── PROVIDED RECORDS

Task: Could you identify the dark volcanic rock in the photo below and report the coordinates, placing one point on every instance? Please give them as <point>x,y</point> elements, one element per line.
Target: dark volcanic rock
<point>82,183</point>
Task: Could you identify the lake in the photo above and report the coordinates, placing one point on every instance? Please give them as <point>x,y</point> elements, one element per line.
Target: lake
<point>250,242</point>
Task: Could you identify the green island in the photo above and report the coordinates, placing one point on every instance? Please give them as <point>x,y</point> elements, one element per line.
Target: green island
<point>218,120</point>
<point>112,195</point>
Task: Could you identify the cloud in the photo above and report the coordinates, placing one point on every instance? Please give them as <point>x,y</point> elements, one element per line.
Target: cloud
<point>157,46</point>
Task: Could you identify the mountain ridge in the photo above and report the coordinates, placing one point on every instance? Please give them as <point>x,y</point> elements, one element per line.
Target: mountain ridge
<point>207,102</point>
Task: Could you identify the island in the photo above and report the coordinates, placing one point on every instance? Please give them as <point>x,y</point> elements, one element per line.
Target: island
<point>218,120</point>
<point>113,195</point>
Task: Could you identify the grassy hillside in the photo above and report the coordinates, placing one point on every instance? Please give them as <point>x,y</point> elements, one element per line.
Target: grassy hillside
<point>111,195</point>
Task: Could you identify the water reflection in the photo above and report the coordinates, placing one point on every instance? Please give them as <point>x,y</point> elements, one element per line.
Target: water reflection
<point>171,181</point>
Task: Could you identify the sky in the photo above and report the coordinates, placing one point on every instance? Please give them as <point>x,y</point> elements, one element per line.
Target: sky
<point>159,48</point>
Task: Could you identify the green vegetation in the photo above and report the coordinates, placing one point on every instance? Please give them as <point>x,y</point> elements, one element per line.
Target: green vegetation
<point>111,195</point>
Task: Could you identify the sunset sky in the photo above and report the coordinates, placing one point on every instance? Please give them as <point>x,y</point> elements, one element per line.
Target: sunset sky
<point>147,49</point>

────

§ **GIVEN EXERCISE**
Swap "Target" for "Label" everywhere in the lines above, and write all the lines out again with nothing else changed.

§ **FINAL RESULT**
Task: Could you identify the dark volcanic rock in the photo below and report the coordinates, placing one point on every instance? Please give them as <point>x,y</point> elements, one element per line.
Label: dark volcanic rock
<point>82,183</point>
Task: Could you identify the lake in the photo above and report the coordinates, placing one point on every instance? Please give them as <point>x,y</point> elements, one element per line.
Label: lake
<point>250,242</point>
Task: Could you identify the green island in the photo above and report the coordinates, placing one point on every instance? Please give them as <point>x,y</point> elements, one element per line.
Label: green island
<point>218,120</point>
<point>112,195</point>
Task: Could you identify the cloud in the photo above and report the coordinates, placing one point on every instance? Please give them as <point>x,y</point> elements, one element per line.
Label: cloud
<point>157,46</point>
Task: Could you identify the mountain ridge in the photo above and report the coordinates, placing one point on every instance? Please give them as <point>x,y</point> elements, one element per line.
Label: mountain ridge
<point>207,102</point>
Task: Could you identify the island in the photo above and report the coordinates, placing one point on every instance? Please give them as <point>x,y</point> elements, one element per line.
Label: island
<point>218,120</point>
<point>113,195</point>
Task: Could you identify the grassy hillside in the photo above and report the coordinates, placing one point on every instance? Please give them as <point>x,y</point> elements, one element per line.
Label: grassy hillside
<point>111,195</point>
Task: Could you identify the water reflection in the photo above and report the coordinates, placing one point on every instance? Please give them as <point>x,y</point> elements, one element per line.
Label: water reflection
<point>171,181</point>
Task: Could you identify the sky in the photo above and report the coordinates, placing one point on every instance? Please give them as <point>x,y</point> elements, one element per line.
Label: sky
<point>159,48</point>
Task: Could you identify the green vegetation in the photo above and report the coordinates, placing one point on every instance? Please give them as <point>x,y</point> elements, one element per line.
Label: green vegetation
<point>111,195</point>
Task: Could you identify the sunset sky in the photo above and report the coordinates, placing one point on every instance? Please give them as <point>x,y</point> elements, one element per line.
Label: sunset sky
<point>147,49</point>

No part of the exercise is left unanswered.